### Request
Locate the line that contains "Return one point per instance of the yellow" in the data that follows. Copy it and every subsequent line to the end, exactly, excluding pictures.

### Excerpted data
########################################

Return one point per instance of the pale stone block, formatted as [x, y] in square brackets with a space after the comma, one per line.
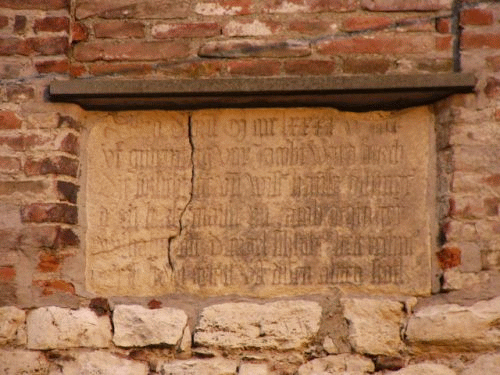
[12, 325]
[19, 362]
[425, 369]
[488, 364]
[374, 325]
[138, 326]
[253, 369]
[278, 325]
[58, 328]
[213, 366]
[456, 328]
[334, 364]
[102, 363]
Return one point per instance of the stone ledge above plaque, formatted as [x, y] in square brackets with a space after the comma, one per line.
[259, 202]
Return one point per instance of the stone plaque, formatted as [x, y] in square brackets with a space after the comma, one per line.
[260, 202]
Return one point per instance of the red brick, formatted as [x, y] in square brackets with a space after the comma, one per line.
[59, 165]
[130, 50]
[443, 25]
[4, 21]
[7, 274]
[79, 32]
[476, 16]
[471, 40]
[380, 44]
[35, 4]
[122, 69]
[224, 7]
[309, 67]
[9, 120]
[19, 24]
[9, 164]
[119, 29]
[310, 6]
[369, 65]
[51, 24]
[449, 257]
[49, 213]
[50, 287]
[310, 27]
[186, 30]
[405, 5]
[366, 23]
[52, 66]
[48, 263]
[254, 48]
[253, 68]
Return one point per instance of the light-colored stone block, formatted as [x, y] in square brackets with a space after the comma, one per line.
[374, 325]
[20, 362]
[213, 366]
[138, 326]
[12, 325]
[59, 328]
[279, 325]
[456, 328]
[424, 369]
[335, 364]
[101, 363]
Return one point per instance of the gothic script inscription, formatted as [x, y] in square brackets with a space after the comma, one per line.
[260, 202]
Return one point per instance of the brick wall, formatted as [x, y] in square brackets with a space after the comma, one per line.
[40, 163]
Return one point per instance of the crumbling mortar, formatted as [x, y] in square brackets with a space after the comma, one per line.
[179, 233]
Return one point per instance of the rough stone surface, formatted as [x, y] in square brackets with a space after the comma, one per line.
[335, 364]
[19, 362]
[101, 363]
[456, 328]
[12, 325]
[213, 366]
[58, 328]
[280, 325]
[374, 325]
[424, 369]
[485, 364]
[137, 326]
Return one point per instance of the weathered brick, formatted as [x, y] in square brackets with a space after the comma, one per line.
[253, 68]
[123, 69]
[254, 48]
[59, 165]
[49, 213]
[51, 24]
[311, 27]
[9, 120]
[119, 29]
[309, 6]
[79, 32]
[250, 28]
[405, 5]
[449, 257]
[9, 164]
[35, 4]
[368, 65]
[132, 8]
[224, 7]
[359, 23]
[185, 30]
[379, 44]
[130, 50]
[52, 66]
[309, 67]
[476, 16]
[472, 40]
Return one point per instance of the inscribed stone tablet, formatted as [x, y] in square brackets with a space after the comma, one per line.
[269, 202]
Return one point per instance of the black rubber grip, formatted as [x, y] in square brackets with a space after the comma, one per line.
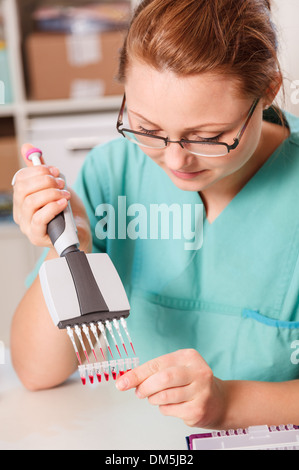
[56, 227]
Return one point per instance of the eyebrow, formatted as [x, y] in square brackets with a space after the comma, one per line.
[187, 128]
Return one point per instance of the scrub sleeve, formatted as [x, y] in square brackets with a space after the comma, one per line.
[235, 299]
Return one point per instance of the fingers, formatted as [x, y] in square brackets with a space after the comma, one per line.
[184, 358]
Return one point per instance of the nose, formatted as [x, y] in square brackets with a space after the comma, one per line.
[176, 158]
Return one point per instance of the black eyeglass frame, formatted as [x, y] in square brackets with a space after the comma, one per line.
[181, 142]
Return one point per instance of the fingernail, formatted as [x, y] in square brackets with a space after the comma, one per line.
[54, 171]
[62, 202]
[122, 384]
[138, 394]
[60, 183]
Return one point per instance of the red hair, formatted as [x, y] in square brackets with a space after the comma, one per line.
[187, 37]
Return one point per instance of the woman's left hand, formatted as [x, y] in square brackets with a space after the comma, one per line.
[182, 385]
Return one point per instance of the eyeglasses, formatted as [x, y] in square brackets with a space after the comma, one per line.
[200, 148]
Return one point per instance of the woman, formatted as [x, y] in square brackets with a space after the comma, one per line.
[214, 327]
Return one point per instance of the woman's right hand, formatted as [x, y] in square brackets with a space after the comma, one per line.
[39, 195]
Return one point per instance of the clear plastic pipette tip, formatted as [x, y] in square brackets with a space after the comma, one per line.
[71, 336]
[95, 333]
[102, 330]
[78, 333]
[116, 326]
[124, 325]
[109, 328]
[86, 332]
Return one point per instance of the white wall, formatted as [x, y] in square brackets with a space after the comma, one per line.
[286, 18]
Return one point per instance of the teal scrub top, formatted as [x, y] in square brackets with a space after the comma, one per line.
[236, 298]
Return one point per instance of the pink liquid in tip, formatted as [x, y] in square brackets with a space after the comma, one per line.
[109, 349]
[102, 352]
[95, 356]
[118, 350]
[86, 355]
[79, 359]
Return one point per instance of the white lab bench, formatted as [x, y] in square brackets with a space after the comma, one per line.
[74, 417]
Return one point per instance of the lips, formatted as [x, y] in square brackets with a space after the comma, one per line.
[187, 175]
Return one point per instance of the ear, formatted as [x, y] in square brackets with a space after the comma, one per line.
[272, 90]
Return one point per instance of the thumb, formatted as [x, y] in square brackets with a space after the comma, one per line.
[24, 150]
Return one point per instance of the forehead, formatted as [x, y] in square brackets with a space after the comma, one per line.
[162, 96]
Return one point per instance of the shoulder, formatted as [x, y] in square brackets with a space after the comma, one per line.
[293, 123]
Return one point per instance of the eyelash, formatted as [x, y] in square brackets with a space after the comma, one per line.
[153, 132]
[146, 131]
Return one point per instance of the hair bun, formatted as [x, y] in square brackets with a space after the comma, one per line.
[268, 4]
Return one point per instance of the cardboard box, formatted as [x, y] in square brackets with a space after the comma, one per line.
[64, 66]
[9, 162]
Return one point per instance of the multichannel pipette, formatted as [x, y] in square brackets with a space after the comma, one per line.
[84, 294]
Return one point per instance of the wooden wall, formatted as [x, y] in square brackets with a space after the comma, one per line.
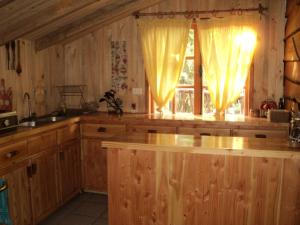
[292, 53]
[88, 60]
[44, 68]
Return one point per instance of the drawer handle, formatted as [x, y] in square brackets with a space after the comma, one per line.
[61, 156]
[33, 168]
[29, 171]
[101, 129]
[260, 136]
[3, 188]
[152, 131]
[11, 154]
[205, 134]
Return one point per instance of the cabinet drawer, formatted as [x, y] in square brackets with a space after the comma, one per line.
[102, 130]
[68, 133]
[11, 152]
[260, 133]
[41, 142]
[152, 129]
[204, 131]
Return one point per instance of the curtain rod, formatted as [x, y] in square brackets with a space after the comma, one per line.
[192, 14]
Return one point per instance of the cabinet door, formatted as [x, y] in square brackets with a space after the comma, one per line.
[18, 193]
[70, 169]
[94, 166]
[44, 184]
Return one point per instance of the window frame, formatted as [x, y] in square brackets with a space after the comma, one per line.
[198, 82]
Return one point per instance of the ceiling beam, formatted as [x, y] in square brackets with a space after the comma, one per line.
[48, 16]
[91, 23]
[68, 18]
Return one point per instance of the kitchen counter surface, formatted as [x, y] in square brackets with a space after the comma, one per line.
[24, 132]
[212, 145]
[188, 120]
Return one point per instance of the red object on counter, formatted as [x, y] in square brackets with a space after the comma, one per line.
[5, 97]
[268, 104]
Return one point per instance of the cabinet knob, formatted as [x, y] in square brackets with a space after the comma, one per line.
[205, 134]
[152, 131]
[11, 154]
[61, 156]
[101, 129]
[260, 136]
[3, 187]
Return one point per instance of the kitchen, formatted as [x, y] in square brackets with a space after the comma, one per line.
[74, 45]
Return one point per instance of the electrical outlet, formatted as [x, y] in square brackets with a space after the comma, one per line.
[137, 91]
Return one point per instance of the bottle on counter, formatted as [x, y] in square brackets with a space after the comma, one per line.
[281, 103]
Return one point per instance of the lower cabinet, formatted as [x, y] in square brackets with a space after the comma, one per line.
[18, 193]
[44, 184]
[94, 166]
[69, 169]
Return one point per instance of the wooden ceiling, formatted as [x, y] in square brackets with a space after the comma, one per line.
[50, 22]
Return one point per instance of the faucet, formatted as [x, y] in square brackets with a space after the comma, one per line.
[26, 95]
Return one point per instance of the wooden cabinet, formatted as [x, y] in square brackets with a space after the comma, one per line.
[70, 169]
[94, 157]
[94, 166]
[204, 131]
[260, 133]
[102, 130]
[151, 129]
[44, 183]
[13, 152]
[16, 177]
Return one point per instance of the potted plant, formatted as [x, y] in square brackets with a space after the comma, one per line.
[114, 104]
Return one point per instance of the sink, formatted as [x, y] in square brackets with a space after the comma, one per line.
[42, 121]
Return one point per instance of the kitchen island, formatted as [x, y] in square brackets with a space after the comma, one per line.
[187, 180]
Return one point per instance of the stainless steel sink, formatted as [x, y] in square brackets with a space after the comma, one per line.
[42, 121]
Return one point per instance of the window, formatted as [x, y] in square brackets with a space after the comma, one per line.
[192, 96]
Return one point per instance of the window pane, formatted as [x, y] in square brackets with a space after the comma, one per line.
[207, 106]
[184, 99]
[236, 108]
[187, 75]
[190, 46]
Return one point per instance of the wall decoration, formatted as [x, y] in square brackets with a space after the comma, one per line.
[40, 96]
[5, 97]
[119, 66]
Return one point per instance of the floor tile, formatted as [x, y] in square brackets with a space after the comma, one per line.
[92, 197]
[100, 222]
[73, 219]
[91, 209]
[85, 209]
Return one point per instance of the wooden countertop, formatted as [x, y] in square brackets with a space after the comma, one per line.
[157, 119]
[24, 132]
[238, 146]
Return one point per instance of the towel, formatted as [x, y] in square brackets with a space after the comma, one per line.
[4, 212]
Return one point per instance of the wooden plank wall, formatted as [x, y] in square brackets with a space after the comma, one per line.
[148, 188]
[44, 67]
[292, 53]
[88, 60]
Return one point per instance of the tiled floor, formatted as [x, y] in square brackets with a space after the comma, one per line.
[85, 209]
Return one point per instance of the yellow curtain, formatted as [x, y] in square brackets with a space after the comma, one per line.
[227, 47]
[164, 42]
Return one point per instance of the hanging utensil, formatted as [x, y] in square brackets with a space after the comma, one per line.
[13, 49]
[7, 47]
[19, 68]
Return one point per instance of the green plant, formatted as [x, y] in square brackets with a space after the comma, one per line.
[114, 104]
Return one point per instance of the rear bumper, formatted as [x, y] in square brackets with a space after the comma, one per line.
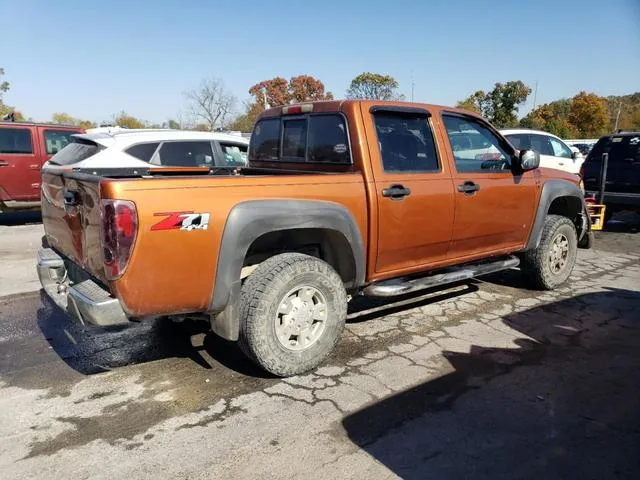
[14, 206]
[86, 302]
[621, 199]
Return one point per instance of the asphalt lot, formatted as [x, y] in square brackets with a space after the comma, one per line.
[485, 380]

########################################

### Exercise result
Return one point per instance of the yellow curtain, formatted as [x, y] in square brackets with a space after the comma, one per line.
[227, 47]
[164, 42]
Return one point per instance of the hanging utensil, formatted as [x, y] in square brackets with a space after the comma, one per line.
[13, 49]
[7, 47]
[19, 68]
Return one point per instance of the green plant, formatted as [x, y] in square brackets with a space after the comma, one per line.
[114, 104]
Return one point per instance of the rear bumper, formatted as [x, y] in square brackets with a space after the comma, one per line.
[14, 206]
[86, 302]
[621, 199]
Return one point per instance of the asphalt lot, formatted as [x, y] in square brackets with a space after the comma, one per line.
[485, 380]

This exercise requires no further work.